→ WORK ITEM: For the records below, output each line exactly as it appears, from the first through the line with "Target: green polo shirt".

→ SOURCE DATA:
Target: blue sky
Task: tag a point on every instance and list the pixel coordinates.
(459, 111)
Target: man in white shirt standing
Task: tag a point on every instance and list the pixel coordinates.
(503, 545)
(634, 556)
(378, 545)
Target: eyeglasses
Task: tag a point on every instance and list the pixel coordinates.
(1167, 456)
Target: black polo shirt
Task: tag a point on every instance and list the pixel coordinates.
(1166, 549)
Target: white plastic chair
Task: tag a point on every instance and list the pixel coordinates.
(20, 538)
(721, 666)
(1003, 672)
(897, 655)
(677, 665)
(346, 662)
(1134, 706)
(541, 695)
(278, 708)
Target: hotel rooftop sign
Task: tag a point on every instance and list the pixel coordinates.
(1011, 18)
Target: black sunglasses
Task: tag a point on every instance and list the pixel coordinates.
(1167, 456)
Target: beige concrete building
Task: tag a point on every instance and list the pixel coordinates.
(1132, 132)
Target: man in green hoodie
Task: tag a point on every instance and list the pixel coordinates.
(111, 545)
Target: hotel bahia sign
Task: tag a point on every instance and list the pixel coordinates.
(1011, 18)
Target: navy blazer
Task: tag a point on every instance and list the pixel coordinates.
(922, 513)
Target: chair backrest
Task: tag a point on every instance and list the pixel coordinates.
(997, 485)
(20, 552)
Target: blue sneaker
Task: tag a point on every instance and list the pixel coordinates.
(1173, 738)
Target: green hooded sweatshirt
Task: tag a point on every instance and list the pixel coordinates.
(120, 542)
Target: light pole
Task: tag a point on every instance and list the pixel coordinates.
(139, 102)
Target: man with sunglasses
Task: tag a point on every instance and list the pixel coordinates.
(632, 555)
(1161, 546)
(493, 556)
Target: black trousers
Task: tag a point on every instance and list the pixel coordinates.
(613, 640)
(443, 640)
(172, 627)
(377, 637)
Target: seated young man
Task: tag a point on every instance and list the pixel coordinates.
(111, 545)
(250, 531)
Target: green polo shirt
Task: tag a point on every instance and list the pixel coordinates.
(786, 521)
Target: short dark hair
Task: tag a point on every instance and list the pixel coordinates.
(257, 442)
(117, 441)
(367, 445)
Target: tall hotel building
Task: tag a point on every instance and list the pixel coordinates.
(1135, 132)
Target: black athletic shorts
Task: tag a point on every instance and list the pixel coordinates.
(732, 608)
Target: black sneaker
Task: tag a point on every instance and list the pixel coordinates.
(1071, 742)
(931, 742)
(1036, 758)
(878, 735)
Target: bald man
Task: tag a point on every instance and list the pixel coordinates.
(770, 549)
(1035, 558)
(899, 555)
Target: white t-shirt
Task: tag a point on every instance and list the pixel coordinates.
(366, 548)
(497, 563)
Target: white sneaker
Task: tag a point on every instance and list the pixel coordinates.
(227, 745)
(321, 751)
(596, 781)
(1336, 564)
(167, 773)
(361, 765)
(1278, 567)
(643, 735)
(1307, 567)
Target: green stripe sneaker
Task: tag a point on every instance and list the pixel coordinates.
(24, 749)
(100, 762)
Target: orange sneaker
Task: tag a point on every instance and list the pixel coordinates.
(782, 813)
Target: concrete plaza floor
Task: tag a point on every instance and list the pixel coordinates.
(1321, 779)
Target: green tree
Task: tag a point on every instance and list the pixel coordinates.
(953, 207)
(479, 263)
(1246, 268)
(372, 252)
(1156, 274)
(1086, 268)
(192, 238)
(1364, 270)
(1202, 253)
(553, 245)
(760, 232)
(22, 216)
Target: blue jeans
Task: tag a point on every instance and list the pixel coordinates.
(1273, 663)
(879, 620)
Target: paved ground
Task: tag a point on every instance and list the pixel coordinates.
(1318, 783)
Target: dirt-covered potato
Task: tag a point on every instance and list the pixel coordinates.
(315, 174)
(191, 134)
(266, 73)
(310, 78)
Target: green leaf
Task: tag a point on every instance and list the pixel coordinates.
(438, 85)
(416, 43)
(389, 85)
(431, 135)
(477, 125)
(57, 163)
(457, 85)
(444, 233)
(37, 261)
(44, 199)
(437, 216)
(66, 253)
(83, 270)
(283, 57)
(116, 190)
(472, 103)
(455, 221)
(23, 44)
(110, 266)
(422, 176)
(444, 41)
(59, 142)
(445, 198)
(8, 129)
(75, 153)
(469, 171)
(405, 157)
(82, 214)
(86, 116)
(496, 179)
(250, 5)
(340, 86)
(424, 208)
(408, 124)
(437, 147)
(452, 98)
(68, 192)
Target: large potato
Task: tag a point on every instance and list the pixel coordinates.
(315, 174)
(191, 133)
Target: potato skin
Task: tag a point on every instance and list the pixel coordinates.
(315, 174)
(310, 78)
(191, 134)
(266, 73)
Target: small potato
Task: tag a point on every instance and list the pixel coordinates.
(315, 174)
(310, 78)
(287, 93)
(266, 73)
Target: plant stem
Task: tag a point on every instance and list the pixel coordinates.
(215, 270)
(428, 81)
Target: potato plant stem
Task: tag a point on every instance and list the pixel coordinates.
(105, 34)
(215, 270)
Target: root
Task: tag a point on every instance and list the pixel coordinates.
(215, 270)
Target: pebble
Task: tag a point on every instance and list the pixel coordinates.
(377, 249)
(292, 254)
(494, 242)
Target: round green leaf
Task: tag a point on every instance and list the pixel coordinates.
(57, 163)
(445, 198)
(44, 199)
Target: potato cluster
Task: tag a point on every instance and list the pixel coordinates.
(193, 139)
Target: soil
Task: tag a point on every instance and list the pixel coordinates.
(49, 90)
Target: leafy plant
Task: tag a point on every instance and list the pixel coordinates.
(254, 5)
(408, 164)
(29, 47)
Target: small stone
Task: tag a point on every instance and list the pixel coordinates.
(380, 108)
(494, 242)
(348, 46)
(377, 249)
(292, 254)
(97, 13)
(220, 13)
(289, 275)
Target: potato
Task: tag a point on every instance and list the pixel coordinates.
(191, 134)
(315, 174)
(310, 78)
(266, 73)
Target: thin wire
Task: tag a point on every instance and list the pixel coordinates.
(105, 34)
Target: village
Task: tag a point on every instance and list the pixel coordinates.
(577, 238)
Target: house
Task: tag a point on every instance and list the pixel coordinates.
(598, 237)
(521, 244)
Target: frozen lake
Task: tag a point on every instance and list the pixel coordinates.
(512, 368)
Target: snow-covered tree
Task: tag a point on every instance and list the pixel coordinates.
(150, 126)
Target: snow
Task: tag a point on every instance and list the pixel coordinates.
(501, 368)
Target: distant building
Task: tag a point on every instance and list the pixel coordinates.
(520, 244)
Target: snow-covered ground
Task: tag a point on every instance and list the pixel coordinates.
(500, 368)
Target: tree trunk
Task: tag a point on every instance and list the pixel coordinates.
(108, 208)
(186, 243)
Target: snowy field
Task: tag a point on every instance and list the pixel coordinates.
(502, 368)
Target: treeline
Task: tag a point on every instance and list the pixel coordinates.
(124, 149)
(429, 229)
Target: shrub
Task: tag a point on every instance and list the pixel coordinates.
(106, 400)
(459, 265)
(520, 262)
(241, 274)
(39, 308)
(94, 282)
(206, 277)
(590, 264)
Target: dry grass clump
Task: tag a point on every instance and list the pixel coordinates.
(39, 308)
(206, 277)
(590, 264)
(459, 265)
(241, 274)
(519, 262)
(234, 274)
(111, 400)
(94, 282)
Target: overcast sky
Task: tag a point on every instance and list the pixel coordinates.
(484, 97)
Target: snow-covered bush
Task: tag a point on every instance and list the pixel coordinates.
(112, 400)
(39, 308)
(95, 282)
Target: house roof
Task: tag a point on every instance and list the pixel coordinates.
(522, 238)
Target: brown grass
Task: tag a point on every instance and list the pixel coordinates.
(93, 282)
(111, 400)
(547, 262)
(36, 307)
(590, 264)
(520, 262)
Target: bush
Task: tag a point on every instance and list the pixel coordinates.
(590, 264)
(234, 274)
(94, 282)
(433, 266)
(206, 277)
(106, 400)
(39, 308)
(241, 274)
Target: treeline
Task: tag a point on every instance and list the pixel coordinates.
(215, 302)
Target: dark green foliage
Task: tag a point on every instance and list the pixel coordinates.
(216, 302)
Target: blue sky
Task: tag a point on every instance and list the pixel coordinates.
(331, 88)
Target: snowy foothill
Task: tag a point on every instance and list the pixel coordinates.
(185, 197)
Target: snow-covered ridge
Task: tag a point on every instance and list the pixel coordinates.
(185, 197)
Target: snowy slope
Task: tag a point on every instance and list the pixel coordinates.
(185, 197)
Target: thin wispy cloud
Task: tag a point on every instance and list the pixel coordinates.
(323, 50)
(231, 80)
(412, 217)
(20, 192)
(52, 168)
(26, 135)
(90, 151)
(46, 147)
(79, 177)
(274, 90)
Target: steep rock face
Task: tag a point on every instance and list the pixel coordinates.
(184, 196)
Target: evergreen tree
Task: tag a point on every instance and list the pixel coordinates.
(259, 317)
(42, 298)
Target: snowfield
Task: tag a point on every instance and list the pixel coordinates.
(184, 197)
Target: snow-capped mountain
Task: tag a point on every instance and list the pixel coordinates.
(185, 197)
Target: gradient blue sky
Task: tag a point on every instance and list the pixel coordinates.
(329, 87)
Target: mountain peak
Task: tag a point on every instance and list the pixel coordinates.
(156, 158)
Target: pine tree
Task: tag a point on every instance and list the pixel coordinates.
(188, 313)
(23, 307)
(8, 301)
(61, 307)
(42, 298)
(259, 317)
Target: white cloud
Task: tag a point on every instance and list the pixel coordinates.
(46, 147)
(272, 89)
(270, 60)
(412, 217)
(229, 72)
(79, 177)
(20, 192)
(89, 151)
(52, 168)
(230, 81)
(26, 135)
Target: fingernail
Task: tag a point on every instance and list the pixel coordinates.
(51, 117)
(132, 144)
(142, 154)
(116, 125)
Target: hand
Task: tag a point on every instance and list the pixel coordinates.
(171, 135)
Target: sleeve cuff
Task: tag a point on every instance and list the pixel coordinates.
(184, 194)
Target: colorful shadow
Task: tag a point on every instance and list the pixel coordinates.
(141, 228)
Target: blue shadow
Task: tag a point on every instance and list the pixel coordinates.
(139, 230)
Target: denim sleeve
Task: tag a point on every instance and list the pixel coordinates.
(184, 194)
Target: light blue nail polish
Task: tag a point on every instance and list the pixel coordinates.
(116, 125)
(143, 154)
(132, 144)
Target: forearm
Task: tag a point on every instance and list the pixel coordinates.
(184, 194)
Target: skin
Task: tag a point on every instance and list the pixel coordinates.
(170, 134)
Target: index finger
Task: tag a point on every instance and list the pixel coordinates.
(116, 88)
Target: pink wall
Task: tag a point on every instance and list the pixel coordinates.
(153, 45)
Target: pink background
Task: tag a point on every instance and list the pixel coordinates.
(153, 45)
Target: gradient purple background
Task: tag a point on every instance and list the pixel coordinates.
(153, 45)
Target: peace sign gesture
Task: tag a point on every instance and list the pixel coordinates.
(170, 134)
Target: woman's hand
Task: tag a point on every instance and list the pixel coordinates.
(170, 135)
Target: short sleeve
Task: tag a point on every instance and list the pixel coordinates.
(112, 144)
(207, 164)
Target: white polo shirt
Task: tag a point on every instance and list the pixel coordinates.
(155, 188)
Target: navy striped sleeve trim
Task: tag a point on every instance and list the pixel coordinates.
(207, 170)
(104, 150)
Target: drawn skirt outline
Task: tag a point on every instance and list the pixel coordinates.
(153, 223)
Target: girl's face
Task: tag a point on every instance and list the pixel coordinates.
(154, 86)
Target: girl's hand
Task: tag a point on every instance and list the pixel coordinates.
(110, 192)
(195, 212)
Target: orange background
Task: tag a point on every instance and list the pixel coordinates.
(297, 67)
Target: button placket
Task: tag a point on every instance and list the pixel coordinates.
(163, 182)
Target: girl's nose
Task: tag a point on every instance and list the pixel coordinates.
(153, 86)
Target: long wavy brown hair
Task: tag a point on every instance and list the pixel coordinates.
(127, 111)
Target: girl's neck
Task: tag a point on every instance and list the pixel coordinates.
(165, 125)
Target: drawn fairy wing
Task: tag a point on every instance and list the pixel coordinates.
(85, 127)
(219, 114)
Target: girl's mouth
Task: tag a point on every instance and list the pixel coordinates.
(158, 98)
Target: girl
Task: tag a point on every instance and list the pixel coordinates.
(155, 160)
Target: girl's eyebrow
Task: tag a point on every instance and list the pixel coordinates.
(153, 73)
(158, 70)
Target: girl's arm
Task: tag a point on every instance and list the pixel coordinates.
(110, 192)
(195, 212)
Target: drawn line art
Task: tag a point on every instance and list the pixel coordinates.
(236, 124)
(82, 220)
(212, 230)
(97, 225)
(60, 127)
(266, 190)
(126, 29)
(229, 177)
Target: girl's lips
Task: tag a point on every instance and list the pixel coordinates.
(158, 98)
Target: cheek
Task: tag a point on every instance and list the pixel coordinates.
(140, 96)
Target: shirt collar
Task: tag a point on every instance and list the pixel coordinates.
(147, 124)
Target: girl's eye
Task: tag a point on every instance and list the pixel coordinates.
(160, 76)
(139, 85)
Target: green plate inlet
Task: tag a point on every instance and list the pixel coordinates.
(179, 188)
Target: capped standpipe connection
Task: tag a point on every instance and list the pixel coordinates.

→ EXERCISE ANSWER:
Target: blue sky
Task: tag a point on every instance and list the pixel coordinates.
(459, 111)
Target: man in white shirt standing
Task: tag a point on every instance and list the pixel coordinates.
(503, 545)
(634, 556)
(378, 545)
Target: eyeglasses
Task: tag a point on every instance and list the pixel coordinates.
(1167, 456)
Target: black polo shirt
Task: tag a point on every instance and list the pixel coordinates.
(1166, 549)
Target: white plastic chair
Task: tag a point on every instance and list the pixel coordinates.
(20, 538)
(721, 666)
(1003, 672)
(897, 655)
(677, 665)
(346, 662)
(1134, 706)
(541, 695)
(278, 708)
Target: hotel rooftop sign
Task: tag a point on every instance and list the pixel coordinates.
(1011, 18)
Target: black sunglasses
Task: tag a point on every instance and list the pixel coordinates.
(1167, 456)
Target: beige concrete building
Task: tag a point on every instance and list the pixel coordinates.
(1132, 132)
Target: man in green hoodie
Task: tag a point on every instance and list the pixel coordinates.
(111, 545)
Target: hotel bahia sign
Task: tag a point on every instance and list the pixel coordinates.
(1011, 18)
Target: navy blazer
Task: tag a point on every instance and list the pixel coordinates.
(922, 513)
Target: chair backrest
Task: tag a point on every instance and list the pixel coordinates.
(997, 485)
(20, 552)
Target: blue sneaker
Task: tag a point on every instance and list the pixel coordinates.
(1173, 738)
Target: green hooded sweatshirt
Task: tag a point on every instance and list the pixel coordinates.
(120, 542)
Target: light pole
Task: tag a point on every instance and list the pixel coordinates.
(139, 102)
Target: man with sunglasses
Task: tag a point on every instance and list the pixel coordinates.
(632, 555)
(1161, 546)
(493, 556)
Target: black trousers
Task: tag a point on every instance and list the pixel coordinates.
(613, 640)
(443, 640)
(172, 627)
(377, 637)
Target: seated young man
Task: tag a point on every instance and list the pixel coordinates.
(111, 545)
(250, 531)
Target: green polo shirt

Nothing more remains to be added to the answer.